Learn how to see which of your apps will no longer work with macOS Catalina.

Are you planning on upgrading to macOS Catalina? You may want to read this first. Why? macOS Catalina brings a lot of changes to your Mac, mostly good. The OS is more secure, and Apple separated iTunes into three apps, as an example. But with these changes also come complications. If you use an app outside of iTunes to manage your music, that app may no longer work. Software used by DJs seems to be the one I am hearing about now.

But more than that, some of your older apps may no longer work! Apple is no longer supporting apps that run in 32-bit mode. How do you know if an app is 32-bit? One way is by macOS Mojave showing you a dialog saying the app ‘is not optimized for your Mac’ when you open an app. This is Apple’s way of saying they can’t guarantee it will work in the future. Well, the future is macOS Catalina.
+++++
Exercise requirements: According to the passage on upgrading to macOS Catalina, which apps is Apple no longer supporting?

[Data entries]
+++++
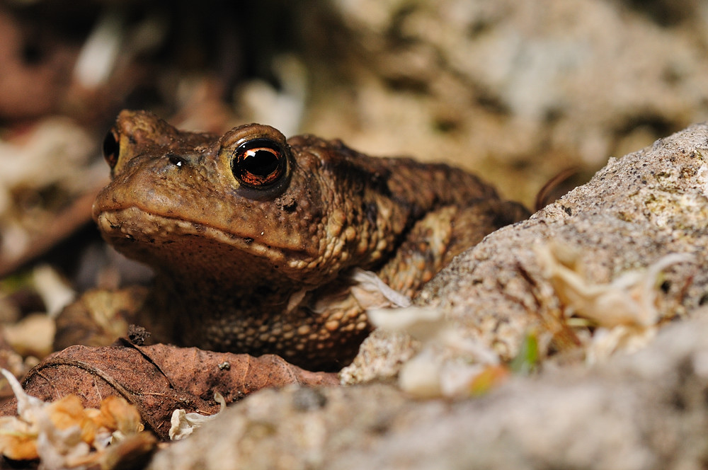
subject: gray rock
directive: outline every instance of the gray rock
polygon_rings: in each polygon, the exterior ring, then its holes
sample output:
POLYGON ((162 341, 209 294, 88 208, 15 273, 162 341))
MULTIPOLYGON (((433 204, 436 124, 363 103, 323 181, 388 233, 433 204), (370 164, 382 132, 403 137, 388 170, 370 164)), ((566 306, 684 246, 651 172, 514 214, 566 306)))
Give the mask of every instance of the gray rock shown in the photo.
POLYGON ((611 160, 587 185, 456 258, 418 299, 508 357, 539 312, 564 302, 535 245, 576 250, 589 284, 689 253, 690 263, 665 270, 656 299, 662 318, 689 318, 643 350, 592 367, 549 367, 452 401, 412 399, 382 384, 314 396, 266 390, 159 452, 150 468, 700 468, 708 459, 708 319, 697 308, 708 292, 704 155, 708 125, 698 125, 611 160))

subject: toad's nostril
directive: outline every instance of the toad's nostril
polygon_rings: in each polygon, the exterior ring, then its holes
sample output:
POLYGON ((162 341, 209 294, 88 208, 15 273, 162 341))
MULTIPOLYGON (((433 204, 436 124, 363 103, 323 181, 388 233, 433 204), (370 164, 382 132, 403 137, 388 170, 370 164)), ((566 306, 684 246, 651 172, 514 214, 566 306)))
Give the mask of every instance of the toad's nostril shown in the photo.
POLYGON ((167 159, 170 161, 171 164, 180 168, 182 168, 183 165, 187 164, 187 160, 182 158, 179 155, 175 155, 174 154, 169 154, 167 155, 167 159))

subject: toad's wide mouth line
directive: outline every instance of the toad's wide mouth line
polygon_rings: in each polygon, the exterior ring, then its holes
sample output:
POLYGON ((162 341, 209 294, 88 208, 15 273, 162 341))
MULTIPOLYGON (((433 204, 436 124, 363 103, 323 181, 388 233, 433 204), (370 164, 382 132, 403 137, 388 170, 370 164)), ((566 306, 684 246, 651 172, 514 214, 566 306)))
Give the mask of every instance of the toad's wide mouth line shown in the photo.
POLYGON ((137 206, 101 211, 96 220, 105 236, 116 240, 131 239, 152 244, 164 241, 166 244, 174 243, 180 236, 190 236, 213 241, 273 263, 290 265, 309 258, 302 246, 299 249, 274 247, 254 238, 198 222, 149 212, 137 206))

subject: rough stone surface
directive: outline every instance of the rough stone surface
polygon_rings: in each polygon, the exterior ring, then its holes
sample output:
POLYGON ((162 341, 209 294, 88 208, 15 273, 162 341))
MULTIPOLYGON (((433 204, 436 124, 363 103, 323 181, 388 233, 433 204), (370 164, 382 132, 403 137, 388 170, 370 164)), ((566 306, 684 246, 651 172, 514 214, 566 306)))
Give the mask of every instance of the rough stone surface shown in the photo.
POLYGON ((587 185, 460 256, 425 291, 509 354, 537 312, 559 302, 535 243, 576 247, 593 282, 690 253, 692 263, 666 270, 657 302, 689 319, 646 349, 590 368, 548 365, 454 401, 414 400, 380 384, 264 391, 159 452, 151 468, 700 468, 708 459, 708 319, 697 309, 708 290, 700 269, 707 154, 708 125, 698 125, 611 160, 587 185))
POLYGON ((707 387, 704 318, 632 356, 513 379, 480 399, 418 401, 383 384, 263 391, 150 468, 701 468, 707 387))
POLYGON ((303 129, 372 155, 452 161, 512 181, 501 186, 514 198, 531 200, 559 168, 595 171, 708 118, 704 1, 321 5, 339 24, 326 38, 307 28, 309 57, 324 59, 303 129))

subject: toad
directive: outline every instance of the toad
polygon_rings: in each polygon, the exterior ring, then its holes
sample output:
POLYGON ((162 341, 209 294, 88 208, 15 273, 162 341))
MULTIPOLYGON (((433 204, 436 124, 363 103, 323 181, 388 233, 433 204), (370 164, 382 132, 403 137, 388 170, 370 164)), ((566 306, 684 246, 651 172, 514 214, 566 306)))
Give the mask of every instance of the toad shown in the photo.
POLYGON ((103 152, 113 179, 93 218, 155 273, 141 322, 161 340, 311 369, 346 365, 370 332, 353 273, 413 296, 527 215, 458 168, 258 124, 218 136, 125 110, 103 152))

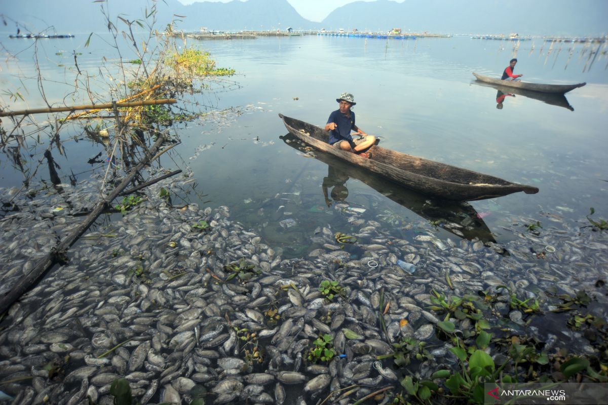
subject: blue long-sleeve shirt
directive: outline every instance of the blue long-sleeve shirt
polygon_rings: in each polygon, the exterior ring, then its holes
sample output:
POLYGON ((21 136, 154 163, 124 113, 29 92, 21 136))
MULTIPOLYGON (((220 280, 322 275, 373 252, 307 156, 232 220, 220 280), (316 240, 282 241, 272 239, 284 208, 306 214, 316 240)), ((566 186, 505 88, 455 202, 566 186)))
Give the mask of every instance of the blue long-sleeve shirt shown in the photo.
POLYGON ((354 112, 350 112, 350 117, 347 117, 340 110, 336 110, 330 114, 330 118, 327 119, 327 123, 336 123, 337 128, 330 131, 330 144, 333 145, 338 141, 348 141, 348 143, 353 145, 353 137, 350 135, 350 131, 354 130, 354 112))

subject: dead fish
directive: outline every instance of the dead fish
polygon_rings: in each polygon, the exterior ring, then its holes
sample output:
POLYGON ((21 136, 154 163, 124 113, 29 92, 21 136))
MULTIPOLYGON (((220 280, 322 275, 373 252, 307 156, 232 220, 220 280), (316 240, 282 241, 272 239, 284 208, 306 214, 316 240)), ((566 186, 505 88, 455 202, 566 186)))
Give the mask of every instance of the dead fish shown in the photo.
POLYGON ((316 393, 325 389, 331 381, 331 377, 328 374, 320 374, 306 383, 304 392, 306 393, 316 393))
POLYGON ((280 371, 277 373, 277 379, 283 384, 301 384, 308 378, 302 373, 293 371, 280 371))

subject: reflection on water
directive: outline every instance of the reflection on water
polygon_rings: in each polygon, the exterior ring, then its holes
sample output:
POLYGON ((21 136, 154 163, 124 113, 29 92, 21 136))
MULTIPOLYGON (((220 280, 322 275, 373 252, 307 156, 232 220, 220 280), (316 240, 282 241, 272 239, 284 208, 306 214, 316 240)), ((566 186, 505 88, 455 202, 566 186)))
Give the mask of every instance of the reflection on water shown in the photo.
+++++
Solution to the exercise: Apps that run in 32-bit mode.